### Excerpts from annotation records
──────

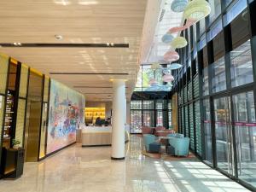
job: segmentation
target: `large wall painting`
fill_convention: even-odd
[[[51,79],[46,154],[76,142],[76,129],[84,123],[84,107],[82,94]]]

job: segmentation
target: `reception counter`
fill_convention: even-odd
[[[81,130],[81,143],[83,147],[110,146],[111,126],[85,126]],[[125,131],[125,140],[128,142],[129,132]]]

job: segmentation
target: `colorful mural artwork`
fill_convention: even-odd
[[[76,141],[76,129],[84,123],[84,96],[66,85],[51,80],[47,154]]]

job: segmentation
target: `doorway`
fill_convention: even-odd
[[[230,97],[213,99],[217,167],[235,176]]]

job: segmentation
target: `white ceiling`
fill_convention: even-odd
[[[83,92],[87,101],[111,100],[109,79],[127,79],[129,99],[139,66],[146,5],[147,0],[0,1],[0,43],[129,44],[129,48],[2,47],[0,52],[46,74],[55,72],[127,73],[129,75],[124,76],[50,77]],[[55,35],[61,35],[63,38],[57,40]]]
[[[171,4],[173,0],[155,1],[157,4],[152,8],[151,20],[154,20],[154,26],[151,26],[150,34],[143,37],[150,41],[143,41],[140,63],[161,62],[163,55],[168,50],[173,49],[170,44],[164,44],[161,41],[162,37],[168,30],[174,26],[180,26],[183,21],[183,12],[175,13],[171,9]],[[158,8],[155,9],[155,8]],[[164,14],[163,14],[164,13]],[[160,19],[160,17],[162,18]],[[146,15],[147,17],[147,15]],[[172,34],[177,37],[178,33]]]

──────

### What the task requires
Print the lines from the start of the rows through the line containing "[[[51,79],[46,154],[76,142],[76,129],[84,123],[84,107],[82,94]]]", including that line, and leave the pictures out.

### Output for this task
job: segmentation
target: `large wall painting`
fill_convention: even-odd
[[[51,79],[46,154],[76,142],[76,129],[84,123],[84,107],[82,94]]]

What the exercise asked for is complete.